▶ Consigne: Recopiez toutes les lignes des enregistrements ci-dessous, demandes comprises, en décalant de -16 chaque coordonnée des réponses, sans toucher aux demandes ni à leurs exemples de format. Laissez les images hors de votre réponse.

▶ Données sources:
>>

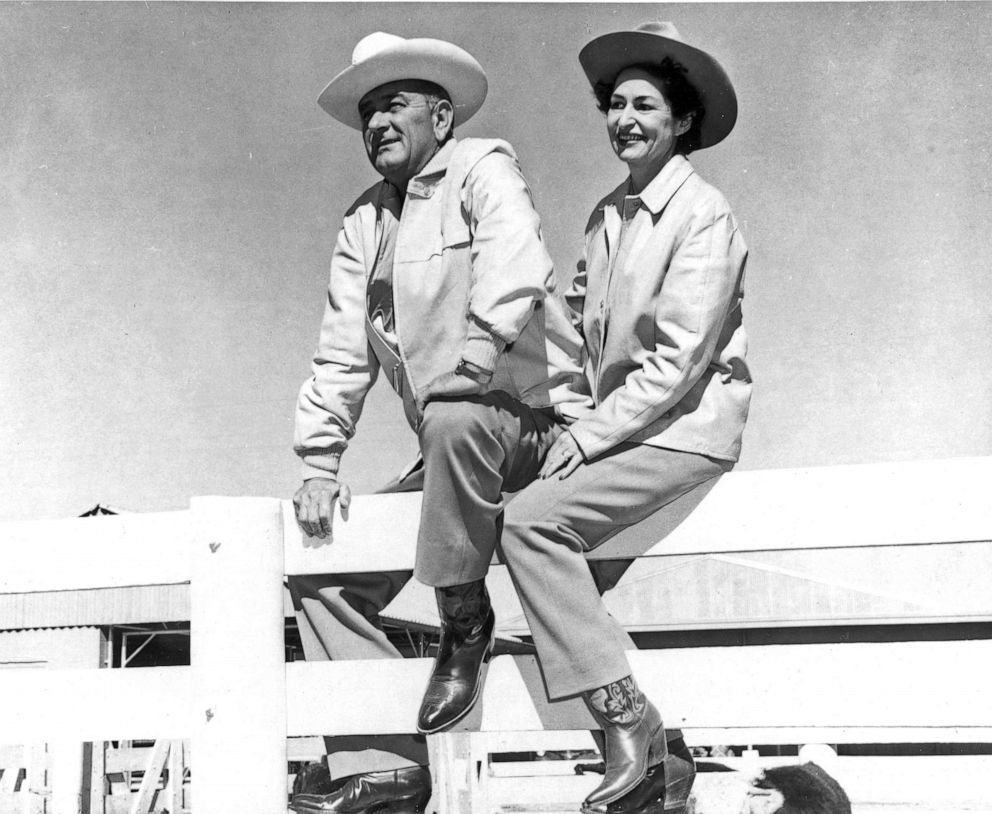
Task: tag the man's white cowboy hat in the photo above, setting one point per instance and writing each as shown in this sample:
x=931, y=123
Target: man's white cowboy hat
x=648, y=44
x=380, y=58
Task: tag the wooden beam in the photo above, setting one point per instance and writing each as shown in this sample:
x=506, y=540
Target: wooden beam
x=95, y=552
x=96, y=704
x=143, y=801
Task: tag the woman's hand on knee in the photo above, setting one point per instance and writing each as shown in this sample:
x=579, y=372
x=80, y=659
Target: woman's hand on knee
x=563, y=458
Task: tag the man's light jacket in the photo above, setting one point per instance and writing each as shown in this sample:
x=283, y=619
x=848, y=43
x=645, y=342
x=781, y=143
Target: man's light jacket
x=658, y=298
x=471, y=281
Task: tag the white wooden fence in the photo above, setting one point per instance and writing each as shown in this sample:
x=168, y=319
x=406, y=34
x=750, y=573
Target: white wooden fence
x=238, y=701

<<

▶ Résultat:
Task: tag the man's white cowboy hat in the photo above, setting one point per instance and writing each as shown in this sample:
x=931, y=123
Target: man's white cowboy hat
x=632, y=28
x=364, y=42
Task: tag the wooden beam in the photo above, setting one point per instance and writing each as shown in this sample:
x=506, y=540
Target: wooden beam
x=79, y=536
x=80, y=688
x=127, y=785
Task: tag the woman's hand on knee in the photo above, setting one point per instance and writing each as shown in this sample:
x=579, y=372
x=80, y=659
Target: woman's hand on knee
x=547, y=442
Task: tag the man's light jacket in the photo above, setting one point per instance and writing each as shown in this sample:
x=283, y=619
x=848, y=43
x=645, y=342
x=781, y=143
Target: man's light jacket
x=642, y=282
x=455, y=265
Task: tag the white wooden fence in the photo above, setting one point per instance and writing each as shown in this sample:
x=168, y=319
x=406, y=34
x=750, y=573
Target: white wooden fence
x=222, y=685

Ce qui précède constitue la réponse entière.